Instruction
How many lines in the items below contain the string "door"? Reply with the number alone.

· · · · ·

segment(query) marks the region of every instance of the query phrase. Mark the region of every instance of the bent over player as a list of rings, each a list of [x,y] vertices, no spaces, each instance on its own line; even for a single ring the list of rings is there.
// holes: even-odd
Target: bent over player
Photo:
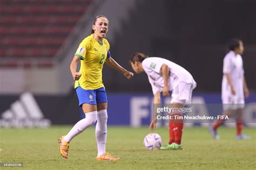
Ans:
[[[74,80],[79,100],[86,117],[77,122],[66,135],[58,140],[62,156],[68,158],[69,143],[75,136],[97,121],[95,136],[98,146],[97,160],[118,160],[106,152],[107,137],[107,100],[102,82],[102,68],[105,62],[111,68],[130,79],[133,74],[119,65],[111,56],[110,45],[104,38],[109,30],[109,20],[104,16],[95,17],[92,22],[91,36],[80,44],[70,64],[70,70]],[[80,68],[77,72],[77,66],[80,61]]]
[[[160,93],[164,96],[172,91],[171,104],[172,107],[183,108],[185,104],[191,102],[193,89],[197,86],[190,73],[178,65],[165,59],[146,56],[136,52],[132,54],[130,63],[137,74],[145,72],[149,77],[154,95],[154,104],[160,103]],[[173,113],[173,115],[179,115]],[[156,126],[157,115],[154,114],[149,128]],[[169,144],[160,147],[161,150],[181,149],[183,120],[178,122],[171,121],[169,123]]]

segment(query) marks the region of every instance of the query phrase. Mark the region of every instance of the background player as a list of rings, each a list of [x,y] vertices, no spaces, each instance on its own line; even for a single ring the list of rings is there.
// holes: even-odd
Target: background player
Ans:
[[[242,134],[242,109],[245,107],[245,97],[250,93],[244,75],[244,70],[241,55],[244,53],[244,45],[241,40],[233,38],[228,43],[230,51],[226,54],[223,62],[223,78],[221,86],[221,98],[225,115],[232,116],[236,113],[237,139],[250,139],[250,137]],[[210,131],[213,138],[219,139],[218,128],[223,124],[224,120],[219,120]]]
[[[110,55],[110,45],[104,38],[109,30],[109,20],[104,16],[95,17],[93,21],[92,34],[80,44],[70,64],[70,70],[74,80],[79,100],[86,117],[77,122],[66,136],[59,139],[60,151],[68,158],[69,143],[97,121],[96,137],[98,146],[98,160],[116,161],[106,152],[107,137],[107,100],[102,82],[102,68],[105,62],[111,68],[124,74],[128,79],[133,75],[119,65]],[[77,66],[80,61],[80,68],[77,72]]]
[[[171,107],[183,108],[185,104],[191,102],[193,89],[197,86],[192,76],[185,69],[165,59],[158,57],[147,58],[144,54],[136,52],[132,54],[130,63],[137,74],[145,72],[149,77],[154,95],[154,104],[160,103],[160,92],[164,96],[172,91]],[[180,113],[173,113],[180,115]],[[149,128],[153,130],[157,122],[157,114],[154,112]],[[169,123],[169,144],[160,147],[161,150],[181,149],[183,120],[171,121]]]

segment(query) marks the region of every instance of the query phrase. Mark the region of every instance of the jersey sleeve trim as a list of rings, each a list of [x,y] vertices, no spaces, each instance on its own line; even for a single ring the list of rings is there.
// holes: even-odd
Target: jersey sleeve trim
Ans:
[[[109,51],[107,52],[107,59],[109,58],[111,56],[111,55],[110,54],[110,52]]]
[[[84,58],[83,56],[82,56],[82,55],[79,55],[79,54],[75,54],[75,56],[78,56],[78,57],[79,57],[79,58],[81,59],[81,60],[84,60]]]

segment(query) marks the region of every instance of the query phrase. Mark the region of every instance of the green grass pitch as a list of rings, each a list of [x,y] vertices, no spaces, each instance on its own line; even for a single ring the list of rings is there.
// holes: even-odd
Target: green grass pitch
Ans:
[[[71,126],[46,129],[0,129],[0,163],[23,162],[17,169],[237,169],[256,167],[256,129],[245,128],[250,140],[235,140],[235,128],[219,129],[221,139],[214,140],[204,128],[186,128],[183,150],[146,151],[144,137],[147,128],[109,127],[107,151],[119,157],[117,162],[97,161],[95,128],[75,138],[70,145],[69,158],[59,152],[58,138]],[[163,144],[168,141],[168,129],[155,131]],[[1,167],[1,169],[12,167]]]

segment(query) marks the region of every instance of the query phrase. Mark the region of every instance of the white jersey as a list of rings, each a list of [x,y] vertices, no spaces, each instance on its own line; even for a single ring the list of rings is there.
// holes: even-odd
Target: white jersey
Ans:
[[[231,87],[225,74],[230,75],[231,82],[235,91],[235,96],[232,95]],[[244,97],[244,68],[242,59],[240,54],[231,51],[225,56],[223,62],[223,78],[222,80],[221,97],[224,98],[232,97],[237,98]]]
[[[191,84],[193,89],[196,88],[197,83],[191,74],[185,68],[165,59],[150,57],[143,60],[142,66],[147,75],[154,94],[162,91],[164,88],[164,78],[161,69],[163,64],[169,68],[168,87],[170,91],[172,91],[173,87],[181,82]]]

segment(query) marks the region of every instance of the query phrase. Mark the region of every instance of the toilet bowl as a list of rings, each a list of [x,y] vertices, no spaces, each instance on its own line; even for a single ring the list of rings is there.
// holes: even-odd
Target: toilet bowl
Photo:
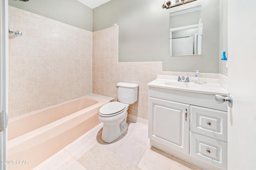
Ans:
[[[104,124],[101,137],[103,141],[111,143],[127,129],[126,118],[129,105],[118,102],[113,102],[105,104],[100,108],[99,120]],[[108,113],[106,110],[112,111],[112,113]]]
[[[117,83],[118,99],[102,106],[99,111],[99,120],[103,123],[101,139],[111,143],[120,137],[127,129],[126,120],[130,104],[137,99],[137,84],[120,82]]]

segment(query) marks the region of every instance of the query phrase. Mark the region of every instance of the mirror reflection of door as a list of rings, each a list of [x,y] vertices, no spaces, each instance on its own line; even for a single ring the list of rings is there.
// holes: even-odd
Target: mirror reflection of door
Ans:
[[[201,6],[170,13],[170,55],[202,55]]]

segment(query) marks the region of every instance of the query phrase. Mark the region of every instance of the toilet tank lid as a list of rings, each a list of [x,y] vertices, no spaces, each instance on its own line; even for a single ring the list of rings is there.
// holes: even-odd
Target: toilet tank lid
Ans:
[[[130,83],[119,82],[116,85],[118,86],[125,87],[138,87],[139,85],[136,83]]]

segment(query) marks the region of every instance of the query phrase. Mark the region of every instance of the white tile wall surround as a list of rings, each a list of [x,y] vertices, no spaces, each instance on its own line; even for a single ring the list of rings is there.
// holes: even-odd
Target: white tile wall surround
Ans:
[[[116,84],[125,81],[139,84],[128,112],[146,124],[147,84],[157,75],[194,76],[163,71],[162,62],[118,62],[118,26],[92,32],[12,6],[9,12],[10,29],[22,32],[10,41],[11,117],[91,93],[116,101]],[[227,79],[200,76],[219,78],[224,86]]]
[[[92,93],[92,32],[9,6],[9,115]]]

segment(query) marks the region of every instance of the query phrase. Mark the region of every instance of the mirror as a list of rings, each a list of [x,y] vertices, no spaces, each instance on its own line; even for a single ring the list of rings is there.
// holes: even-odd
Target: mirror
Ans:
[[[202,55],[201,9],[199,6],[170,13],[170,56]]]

· · · · ·

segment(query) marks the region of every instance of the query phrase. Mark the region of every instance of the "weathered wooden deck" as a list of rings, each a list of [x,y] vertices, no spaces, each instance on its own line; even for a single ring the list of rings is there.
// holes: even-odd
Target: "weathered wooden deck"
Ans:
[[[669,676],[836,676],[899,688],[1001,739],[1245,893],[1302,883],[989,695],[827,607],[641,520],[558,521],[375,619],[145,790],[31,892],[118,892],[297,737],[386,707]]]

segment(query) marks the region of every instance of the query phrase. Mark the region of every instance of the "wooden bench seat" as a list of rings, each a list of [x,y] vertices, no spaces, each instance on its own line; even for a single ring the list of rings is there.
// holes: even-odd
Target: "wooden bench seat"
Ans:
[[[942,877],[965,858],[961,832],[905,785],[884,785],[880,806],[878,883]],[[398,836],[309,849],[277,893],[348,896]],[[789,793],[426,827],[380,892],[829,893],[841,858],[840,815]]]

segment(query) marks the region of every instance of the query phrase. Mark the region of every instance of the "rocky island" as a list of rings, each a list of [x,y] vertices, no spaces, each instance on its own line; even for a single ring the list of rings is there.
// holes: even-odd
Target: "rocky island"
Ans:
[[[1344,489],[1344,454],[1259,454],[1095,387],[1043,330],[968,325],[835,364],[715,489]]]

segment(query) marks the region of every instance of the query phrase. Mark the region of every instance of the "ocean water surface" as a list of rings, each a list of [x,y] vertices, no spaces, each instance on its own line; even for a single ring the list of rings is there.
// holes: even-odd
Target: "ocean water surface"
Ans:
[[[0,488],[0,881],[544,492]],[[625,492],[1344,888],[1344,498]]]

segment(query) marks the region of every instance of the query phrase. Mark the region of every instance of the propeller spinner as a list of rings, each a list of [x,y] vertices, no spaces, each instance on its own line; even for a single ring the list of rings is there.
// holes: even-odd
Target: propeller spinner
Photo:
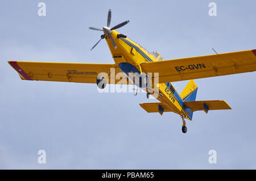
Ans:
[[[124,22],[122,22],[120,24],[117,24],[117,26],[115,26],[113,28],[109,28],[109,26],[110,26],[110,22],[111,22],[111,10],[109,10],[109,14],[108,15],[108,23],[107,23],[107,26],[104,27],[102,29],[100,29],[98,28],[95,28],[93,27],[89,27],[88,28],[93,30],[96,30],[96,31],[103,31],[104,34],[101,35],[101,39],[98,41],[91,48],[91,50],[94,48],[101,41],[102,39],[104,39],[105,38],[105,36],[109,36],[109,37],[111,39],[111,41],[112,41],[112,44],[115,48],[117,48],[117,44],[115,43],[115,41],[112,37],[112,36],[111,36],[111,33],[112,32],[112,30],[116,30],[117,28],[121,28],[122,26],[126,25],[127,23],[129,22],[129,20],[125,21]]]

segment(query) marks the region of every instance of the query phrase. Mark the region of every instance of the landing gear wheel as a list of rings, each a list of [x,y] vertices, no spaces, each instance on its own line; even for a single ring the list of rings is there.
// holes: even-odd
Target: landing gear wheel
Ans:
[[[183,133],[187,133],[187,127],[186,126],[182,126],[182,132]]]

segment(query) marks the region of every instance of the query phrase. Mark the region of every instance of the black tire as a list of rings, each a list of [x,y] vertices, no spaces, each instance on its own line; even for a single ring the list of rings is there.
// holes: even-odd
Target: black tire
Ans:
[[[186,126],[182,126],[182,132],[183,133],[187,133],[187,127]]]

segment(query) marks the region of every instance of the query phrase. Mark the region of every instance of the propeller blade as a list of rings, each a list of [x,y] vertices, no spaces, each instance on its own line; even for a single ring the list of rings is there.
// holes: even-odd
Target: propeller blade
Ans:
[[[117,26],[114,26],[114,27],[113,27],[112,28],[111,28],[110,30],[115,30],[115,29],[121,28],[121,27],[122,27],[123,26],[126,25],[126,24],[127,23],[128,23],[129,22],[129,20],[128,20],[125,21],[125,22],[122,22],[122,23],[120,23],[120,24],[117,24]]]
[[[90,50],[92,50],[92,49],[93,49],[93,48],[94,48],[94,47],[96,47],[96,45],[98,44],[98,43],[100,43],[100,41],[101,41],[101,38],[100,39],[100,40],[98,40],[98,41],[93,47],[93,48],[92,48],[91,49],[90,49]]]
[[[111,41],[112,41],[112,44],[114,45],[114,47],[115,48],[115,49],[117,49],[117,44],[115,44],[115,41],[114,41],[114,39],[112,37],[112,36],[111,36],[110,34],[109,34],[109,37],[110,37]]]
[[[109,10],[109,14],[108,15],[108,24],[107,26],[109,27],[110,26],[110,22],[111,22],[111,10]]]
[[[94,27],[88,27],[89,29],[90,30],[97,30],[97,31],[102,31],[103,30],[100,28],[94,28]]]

· · · · ·

Solved problem
2